**EXERCISE MATERIALS:**
┄┄┄┄┄┄┄┄┄┄┄┄┄┄┄┄┄┄┄┄
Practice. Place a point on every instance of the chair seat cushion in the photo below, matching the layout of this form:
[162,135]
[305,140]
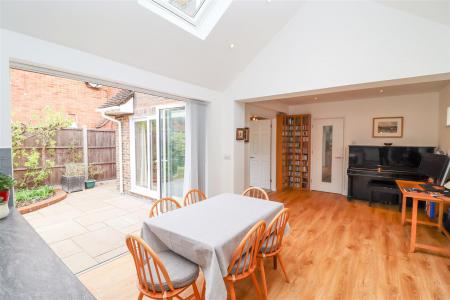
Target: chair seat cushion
[269,244]
[182,272]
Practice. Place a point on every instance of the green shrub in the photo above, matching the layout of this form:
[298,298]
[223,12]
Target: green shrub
[42,192]
[6,182]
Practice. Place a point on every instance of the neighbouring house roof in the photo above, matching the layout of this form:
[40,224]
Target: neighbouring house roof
[118,99]
[102,123]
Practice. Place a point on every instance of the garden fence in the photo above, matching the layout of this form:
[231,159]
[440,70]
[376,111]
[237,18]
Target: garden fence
[89,146]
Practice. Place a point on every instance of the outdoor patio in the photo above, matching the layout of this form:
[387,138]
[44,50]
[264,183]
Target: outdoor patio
[89,227]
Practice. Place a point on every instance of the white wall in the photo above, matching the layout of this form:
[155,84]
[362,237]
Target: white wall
[420,113]
[330,44]
[444,130]
[22,48]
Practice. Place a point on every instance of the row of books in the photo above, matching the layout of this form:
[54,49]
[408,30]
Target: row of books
[301,167]
[296,121]
[296,158]
[298,174]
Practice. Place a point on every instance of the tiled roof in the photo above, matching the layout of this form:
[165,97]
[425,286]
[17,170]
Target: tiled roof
[120,98]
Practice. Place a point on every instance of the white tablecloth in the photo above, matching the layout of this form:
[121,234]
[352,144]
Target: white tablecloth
[208,232]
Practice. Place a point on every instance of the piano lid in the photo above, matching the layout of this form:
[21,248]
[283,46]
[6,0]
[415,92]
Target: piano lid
[399,158]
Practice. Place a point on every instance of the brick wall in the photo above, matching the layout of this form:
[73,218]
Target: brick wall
[31,92]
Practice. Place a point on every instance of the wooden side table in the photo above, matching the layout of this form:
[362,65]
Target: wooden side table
[403,185]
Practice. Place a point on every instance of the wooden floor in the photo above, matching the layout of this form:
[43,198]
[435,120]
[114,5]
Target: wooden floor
[336,249]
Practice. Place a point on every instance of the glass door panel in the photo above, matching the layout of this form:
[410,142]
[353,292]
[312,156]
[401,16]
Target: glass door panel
[141,154]
[172,145]
[146,157]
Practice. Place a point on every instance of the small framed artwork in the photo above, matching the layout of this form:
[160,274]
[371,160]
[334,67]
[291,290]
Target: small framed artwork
[246,134]
[240,134]
[390,127]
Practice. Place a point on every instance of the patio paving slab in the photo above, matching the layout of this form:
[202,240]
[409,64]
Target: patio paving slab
[89,227]
[79,262]
[98,242]
[65,248]
[60,231]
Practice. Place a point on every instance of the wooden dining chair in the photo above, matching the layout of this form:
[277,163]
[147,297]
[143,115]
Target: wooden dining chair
[256,192]
[271,245]
[157,281]
[162,206]
[244,260]
[194,196]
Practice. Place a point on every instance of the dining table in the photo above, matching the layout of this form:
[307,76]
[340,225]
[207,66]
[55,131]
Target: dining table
[208,232]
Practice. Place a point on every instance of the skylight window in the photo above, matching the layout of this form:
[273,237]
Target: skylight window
[197,17]
[188,7]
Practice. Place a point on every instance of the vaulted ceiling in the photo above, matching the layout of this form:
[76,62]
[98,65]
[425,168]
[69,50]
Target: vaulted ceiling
[128,33]
[125,32]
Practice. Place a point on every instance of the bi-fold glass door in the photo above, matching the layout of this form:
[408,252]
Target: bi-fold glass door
[145,176]
[158,153]
[172,149]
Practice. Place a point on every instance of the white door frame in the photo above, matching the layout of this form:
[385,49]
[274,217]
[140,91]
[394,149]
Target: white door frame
[316,152]
[147,192]
[271,152]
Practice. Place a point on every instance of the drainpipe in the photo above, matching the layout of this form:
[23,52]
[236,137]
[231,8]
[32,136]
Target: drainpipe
[119,124]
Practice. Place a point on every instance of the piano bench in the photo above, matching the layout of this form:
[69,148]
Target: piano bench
[386,188]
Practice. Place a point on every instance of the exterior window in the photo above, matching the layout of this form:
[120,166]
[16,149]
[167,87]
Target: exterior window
[158,155]
[141,153]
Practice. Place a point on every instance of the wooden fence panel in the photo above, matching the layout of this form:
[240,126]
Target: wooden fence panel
[102,152]
[101,149]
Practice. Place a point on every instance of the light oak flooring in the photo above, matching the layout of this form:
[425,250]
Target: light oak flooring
[336,250]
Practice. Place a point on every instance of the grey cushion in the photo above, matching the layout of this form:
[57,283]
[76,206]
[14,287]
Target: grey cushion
[182,272]
[267,245]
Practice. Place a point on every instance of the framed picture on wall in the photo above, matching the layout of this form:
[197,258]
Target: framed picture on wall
[388,127]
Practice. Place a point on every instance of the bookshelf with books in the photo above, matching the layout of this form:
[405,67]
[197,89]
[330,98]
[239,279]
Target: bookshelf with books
[293,152]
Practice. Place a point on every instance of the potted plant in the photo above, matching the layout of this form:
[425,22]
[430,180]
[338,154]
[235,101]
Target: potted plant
[73,178]
[94,172]
[6,184]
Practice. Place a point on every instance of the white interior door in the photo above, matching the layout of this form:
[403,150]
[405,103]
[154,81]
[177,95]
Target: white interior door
[260,151]
[328,155]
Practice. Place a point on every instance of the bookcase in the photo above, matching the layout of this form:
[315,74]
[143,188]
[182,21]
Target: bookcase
[293,152]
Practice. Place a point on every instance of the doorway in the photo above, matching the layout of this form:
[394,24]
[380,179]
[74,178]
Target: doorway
[260,153]
[158,152]
[328,155]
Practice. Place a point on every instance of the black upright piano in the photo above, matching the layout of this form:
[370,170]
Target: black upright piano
[381,165]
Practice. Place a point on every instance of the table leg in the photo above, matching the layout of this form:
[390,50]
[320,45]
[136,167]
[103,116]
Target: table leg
[441,215]
[412,246]
[403,210]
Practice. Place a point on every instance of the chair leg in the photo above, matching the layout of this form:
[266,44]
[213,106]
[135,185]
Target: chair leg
[231,291]
[196,293]
[255,282]
[263,277]
[282,268]
[203,288]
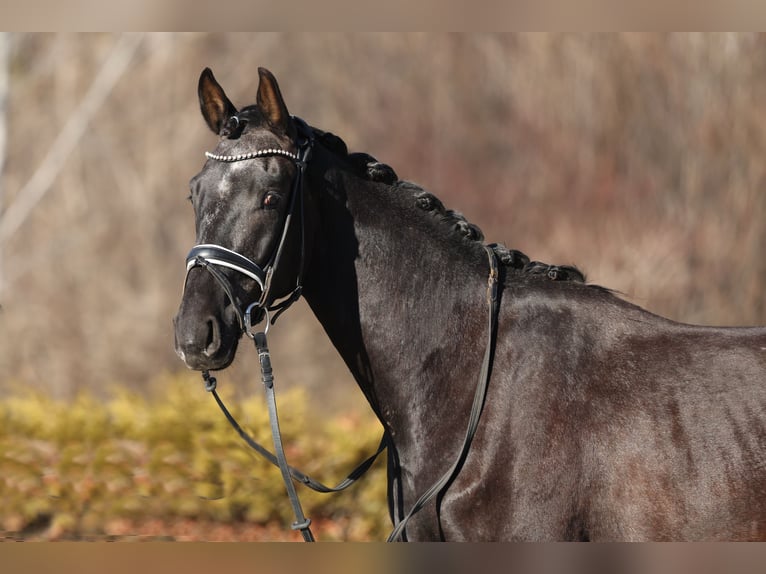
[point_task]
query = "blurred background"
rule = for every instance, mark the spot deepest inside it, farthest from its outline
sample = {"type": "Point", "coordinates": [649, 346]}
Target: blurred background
{"type": "Point", "coordinates": [639, 158]}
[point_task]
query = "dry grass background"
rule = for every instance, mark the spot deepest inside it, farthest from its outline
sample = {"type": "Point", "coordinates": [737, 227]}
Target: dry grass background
{"type": "Point", "coordinates": [639, 158]}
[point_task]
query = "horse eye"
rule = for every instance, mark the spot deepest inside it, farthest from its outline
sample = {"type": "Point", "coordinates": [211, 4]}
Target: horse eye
{"type": "Point", "coordinates": [271, 200]}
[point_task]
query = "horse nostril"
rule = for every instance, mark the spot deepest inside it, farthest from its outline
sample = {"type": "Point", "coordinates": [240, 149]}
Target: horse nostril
┄┄┄┄┄┄┄┄┄┄┄┄┄┄┄┄┄┄┄┄
**TO BE DONE:**
Omit the pictures and please write out exactly the lines between the one containing "Practice. Place a point on every instance of the doorway" and the last line of the entries, both included.

**SOLUTION TO THE PROBLEM:**
Practice. Place a point on every instance of the doorway in the photo above, matching the layout of this form:
[394,24]
[380,179]
[74,178]
Target: doorway
[260,153]
[158,152]
[328,155]
Practice. Place a point on every instance of the black upright piano in the photo above, matching the layout of this form:
[370,170]
Target: black upright piano
[381,165]
Practice. Place a point on every instance of the table leg in the photo above, matching the layout of this form:
[390,50]
[320,45]
[136,167]
[103,116]
Target: table leg
[441,215]
[412,246]
[403,210]
Practice. Place a point on every instance of the chair leg in the photo above, matching the layout of this form:
[266,44]
[213,106]
[135,185]
Target: chair leg
[231,291]
[196,293]
[255,282]
[263,277]
[282,268]
[203,288]
[point_task]
query = "blurred background"
rule = for every instance, mark the spot deepest inside it, farthest from its outline
sample = {"type": "Point", "coordinates": [649, 346]}
Target: blurred background
{"type": "Point", "coordinates": [639, 158]}
[point_task]
query = "dry grass background"
rule = for every instance, mark the spot deepest inside it, farthest from its outline
sample = {"type": "Point", "coordinates": [737, 227]}
Target: dry grass background
{"type": "Point", "coordinates": [639, 158]}
[point_task]
query = "horse eye"
rule = for every instance, mark the spot deepest inside it, farthest from its outline
sample = {"type": "Point", "coordinates": [211, 4]}
Target: horse eye
{"type": "Point", "coordinates": [271, 200]}
[point_task]
query = "horse nostril"
rule = for every instance, mark the spot deepest inside it, farthest from its outline
sample = {"type": "Point", "coordinates": [240, 149]}
Target: horse nostril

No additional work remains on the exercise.